==== Extracted data
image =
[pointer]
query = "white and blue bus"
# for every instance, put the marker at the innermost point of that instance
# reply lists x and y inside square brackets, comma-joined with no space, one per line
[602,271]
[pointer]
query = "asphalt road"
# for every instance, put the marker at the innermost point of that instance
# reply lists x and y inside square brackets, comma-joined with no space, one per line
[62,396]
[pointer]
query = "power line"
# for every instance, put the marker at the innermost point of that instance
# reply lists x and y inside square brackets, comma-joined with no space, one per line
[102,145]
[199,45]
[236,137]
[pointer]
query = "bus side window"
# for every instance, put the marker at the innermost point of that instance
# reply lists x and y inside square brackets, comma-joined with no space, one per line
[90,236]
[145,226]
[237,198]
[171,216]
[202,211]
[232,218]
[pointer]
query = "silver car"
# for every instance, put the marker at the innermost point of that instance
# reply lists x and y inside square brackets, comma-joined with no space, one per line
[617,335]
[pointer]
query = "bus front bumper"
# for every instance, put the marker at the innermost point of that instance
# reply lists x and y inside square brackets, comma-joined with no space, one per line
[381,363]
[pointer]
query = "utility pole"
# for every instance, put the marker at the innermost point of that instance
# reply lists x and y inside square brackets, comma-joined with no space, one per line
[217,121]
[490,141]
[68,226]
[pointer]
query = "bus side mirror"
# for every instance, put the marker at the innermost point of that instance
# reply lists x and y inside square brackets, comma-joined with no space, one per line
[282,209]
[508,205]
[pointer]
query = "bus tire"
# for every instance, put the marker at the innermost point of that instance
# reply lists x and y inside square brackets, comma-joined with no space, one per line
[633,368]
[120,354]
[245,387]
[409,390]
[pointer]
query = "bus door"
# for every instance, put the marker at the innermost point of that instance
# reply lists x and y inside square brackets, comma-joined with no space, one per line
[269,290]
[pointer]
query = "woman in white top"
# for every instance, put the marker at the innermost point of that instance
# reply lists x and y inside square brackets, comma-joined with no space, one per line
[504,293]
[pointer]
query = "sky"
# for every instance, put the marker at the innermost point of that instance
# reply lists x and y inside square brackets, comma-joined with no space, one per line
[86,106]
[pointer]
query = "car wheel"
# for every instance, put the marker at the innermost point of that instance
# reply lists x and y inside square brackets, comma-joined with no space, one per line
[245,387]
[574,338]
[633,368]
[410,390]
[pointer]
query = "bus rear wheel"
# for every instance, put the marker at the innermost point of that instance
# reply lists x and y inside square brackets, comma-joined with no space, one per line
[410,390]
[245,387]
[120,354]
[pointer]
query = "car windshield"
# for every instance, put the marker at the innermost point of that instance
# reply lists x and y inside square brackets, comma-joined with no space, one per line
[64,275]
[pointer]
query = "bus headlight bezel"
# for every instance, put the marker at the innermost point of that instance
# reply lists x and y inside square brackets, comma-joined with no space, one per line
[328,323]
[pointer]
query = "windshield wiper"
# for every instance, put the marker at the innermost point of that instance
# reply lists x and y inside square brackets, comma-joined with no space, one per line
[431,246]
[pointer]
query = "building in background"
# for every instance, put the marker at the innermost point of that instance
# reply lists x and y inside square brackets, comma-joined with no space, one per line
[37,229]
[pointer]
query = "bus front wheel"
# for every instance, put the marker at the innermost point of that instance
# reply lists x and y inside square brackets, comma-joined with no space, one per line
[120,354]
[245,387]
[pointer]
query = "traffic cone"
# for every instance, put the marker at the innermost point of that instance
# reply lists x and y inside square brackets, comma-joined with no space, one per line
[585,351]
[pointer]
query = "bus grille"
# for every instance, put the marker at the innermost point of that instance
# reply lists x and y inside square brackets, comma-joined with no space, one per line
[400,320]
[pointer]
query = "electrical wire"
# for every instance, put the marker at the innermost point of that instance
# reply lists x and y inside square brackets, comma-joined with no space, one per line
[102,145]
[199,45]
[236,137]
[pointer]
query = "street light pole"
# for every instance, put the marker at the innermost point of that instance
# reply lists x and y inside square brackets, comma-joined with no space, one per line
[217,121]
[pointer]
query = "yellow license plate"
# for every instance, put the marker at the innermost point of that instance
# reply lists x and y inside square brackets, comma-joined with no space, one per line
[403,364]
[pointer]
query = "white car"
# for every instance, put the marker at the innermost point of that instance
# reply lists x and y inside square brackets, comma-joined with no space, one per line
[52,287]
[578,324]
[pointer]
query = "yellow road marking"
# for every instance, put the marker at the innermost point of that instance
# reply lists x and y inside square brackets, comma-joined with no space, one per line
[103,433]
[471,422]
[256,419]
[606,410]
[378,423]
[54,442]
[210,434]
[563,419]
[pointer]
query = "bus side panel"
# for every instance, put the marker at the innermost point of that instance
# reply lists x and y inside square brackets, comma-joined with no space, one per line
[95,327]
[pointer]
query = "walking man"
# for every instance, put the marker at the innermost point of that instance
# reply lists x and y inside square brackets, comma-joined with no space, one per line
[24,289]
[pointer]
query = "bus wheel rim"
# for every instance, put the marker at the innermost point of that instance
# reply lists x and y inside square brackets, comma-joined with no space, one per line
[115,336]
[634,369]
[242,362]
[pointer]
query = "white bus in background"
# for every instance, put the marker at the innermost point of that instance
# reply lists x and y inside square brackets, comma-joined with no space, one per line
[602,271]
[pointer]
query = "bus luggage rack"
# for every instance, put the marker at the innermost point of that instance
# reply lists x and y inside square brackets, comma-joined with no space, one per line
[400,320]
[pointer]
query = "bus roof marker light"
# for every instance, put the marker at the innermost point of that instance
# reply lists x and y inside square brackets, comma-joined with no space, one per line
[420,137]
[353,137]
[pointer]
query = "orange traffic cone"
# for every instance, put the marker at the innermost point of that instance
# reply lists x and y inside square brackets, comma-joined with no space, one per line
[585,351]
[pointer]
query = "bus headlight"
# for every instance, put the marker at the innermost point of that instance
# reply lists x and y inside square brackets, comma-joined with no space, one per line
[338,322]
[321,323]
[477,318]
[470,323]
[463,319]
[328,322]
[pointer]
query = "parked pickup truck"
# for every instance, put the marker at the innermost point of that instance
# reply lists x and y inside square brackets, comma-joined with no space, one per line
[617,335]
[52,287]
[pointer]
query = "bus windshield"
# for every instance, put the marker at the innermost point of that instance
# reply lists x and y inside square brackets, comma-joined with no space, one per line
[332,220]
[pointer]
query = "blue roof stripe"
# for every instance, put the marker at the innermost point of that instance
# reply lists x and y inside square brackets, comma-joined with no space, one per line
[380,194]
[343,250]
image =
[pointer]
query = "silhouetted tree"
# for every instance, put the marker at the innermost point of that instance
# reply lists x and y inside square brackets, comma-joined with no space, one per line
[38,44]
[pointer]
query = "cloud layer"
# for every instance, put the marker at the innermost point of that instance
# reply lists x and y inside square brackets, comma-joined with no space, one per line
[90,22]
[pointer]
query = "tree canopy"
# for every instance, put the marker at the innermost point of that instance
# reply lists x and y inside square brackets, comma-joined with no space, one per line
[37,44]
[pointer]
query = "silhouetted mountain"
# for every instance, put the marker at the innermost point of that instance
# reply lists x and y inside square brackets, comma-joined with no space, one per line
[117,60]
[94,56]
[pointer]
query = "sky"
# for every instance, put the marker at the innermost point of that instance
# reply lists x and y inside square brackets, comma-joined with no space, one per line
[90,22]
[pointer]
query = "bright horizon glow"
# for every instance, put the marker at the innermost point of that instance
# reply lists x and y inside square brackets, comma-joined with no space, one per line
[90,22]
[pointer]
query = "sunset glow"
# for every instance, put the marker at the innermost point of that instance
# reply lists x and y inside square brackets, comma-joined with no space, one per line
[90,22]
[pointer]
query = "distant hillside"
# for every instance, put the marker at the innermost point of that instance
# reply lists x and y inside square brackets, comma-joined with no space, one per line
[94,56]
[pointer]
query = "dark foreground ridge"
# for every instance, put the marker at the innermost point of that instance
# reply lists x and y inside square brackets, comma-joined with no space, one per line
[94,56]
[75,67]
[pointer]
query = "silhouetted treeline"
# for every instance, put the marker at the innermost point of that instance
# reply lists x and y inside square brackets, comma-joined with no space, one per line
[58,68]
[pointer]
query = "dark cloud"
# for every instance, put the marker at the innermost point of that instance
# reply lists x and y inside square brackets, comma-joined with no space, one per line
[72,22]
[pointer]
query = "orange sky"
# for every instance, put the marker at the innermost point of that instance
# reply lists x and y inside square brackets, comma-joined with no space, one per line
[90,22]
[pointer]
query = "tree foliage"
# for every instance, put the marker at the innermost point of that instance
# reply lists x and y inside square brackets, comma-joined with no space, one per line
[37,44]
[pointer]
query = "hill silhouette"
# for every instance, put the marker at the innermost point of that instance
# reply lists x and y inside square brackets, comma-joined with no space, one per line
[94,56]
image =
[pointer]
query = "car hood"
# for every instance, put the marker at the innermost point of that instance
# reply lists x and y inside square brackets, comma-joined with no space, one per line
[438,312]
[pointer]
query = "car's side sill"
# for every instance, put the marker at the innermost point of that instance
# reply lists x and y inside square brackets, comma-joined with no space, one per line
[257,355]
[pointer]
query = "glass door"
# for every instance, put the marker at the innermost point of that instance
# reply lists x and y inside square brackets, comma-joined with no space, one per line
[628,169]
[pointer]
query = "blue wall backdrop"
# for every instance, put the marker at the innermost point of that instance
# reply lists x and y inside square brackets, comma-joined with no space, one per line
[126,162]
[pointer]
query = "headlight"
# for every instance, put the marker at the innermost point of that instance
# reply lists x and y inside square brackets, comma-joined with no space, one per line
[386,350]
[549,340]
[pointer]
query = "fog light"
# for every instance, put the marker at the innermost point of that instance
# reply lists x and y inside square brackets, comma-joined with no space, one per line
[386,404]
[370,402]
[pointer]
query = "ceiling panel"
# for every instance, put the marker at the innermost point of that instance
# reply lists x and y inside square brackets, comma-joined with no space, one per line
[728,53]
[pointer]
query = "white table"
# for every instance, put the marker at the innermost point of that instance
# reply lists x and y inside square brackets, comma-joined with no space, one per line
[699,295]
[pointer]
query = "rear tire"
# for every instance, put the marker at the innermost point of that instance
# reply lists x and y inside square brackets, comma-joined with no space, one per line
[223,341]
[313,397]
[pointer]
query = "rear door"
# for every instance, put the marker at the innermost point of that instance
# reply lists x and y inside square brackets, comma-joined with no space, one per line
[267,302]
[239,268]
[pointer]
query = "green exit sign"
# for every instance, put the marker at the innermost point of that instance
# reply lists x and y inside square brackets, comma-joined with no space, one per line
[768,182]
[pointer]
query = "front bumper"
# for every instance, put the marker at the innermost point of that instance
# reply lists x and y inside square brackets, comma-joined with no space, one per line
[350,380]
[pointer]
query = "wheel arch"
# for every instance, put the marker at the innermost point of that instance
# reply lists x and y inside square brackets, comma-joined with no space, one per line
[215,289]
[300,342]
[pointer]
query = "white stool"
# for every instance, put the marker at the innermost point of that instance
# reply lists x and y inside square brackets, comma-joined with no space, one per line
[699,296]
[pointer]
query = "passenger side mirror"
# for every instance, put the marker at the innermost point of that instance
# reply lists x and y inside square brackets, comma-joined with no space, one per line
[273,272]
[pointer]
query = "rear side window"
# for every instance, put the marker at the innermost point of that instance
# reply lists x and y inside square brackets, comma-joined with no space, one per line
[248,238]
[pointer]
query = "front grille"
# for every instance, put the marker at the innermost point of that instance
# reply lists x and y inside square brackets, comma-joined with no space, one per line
========
(Task description) Count the lines in the rows above that contain the word "orange". Give only the number.

(Response to this exercise) 2